**MATERIAL FOR THIS TASK:**
○ ○ ○ ○ ○
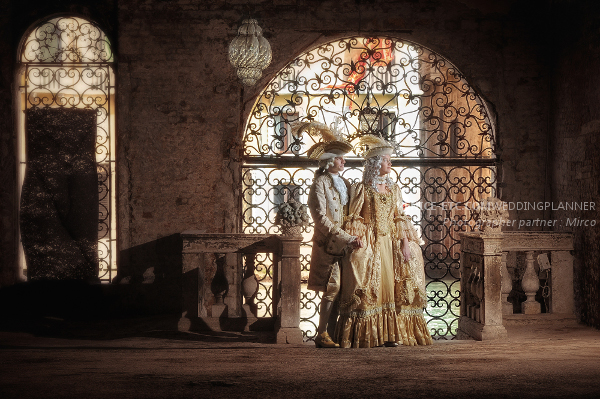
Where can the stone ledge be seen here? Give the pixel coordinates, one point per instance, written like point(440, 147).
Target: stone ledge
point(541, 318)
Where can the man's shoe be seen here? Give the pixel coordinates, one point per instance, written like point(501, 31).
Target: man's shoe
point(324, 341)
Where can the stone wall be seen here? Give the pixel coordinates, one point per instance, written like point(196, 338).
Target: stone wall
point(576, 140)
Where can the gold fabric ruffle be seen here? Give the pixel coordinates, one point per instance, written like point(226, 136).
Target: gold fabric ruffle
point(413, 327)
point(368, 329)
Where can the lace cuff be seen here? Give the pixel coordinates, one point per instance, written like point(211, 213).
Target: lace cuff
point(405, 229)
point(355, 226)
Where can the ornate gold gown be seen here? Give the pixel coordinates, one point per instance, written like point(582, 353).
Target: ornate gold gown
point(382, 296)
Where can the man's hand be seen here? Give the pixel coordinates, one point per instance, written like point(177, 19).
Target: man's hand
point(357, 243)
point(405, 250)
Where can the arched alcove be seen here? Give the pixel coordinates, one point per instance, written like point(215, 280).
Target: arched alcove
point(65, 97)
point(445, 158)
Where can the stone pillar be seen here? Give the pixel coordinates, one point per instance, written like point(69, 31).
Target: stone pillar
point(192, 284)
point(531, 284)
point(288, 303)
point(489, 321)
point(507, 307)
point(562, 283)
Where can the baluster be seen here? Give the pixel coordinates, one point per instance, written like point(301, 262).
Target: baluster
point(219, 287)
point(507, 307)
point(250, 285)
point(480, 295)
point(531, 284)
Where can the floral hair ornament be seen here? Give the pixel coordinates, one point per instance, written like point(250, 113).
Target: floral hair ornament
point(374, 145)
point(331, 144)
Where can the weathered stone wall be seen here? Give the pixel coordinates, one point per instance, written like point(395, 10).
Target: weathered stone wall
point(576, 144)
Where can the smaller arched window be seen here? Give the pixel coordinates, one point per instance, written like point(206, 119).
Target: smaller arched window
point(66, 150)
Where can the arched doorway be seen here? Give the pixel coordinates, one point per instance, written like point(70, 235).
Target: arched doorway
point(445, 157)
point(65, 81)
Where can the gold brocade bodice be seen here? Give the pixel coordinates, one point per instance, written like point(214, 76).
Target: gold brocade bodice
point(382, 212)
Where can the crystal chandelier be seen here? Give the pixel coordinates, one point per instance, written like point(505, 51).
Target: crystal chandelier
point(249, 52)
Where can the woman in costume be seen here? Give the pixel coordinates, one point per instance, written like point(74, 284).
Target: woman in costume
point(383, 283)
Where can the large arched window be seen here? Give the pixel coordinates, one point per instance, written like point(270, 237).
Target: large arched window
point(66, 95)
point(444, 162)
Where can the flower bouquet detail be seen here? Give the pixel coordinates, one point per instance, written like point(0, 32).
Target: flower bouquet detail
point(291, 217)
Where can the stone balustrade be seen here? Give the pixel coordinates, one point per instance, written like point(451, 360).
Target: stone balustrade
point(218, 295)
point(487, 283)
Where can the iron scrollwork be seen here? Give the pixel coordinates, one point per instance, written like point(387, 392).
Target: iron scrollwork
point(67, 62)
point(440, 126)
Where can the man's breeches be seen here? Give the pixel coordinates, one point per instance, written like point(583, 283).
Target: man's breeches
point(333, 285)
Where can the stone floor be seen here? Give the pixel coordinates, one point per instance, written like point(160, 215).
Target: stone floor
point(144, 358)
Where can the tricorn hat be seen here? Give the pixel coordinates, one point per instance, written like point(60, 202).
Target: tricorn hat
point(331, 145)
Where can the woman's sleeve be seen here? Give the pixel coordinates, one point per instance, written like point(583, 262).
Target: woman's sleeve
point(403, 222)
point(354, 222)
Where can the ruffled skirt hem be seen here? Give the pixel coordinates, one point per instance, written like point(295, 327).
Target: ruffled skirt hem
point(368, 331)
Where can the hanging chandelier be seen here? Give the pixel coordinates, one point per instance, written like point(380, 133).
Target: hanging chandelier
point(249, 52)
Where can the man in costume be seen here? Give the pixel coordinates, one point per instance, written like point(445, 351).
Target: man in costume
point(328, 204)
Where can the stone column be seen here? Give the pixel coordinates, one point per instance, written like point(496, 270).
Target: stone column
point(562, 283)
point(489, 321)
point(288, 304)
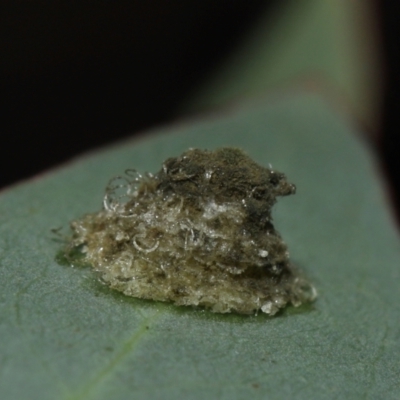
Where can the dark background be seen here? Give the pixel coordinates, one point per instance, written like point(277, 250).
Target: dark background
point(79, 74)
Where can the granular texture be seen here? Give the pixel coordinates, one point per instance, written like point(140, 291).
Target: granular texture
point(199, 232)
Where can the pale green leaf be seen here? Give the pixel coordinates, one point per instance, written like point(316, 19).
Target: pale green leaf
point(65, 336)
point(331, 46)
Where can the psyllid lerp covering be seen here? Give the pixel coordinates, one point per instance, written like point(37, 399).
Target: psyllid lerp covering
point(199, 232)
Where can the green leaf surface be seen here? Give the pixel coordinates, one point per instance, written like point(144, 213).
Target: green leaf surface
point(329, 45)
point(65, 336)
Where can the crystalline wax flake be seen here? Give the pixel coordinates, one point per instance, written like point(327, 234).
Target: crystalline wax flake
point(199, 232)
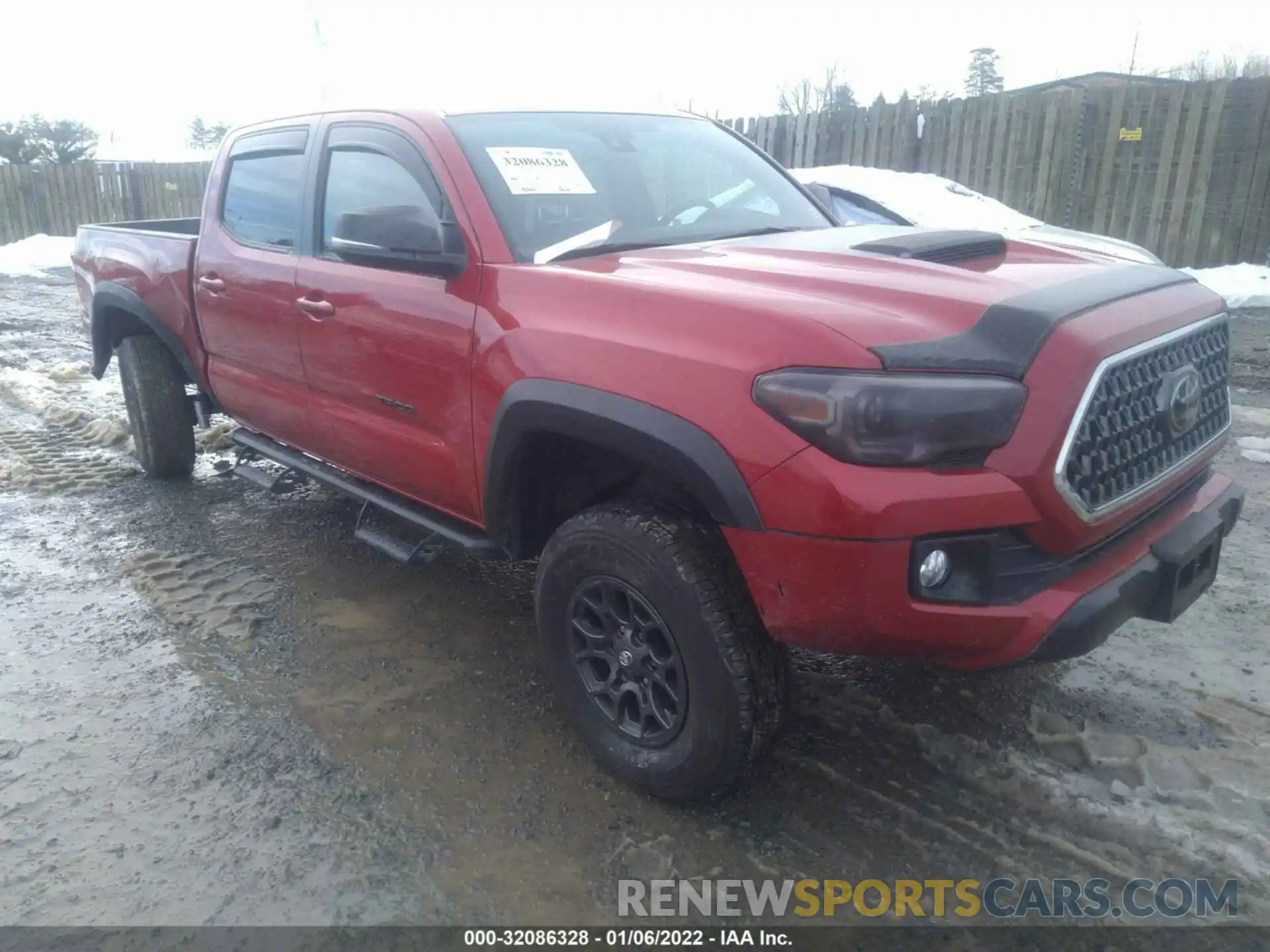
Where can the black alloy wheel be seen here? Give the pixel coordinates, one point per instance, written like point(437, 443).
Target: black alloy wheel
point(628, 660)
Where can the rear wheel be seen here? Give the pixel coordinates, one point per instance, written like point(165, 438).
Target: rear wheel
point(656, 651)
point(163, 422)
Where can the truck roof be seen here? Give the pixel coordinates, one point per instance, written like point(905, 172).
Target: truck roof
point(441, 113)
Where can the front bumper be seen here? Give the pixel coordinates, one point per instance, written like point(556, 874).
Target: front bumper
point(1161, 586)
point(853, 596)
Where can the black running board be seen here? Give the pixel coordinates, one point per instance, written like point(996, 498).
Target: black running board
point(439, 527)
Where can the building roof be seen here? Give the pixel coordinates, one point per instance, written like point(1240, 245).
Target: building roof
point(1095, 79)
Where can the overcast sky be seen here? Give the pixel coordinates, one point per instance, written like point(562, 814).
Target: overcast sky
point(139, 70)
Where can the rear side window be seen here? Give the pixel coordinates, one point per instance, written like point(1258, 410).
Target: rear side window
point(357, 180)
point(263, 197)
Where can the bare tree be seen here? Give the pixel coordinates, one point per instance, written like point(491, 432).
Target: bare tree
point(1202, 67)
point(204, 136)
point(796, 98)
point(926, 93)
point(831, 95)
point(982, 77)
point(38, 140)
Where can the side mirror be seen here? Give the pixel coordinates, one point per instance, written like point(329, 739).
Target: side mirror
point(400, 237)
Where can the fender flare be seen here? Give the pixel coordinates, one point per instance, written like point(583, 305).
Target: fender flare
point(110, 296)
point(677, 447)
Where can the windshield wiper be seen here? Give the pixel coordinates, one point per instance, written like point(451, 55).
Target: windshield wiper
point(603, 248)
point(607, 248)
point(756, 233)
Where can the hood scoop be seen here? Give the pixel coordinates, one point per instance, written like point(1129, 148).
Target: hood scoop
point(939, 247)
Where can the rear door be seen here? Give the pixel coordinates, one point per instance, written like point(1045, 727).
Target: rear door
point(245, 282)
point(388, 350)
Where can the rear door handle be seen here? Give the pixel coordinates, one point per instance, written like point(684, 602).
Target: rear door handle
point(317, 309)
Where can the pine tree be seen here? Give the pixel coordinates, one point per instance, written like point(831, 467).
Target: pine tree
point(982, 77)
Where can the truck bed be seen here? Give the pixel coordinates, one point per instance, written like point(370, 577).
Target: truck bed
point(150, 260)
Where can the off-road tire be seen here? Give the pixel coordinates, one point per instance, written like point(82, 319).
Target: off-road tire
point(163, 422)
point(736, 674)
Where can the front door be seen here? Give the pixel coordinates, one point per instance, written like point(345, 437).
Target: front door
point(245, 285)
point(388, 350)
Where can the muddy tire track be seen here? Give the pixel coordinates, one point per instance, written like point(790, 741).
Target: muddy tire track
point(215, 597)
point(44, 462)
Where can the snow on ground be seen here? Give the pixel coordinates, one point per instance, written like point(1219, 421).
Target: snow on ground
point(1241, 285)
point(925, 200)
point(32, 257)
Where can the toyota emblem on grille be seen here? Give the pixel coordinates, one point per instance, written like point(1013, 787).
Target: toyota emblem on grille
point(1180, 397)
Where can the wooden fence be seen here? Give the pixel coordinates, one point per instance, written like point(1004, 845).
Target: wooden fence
○ ○ ○ ○ ○
**TASK:** Rewrite everything from the line containing "Where can the baluster" down to the line containing "point(331, 144)", including both, as a JSON list of strings with one string per line and no blank lines.

**EXERCISE RESPONSE:**
[
  "Where can the baluster be seen here? Give the pixel coordinates, one point per instance, written like point(301, 262).",
  "Target: baluster",
  "point(219, 287)",
  "point(507, 307)",
  "point(250, 285)",
  "point(480, 295)",
  "point(531, 284)",
  "Where can the floral hair ornament be seen here? Give the pixel coordinates, one point per instance, written like point(250, 113).",
  "Target: floral hair ornament",
  "point(374, 145)",
  "point(331, 144)"
]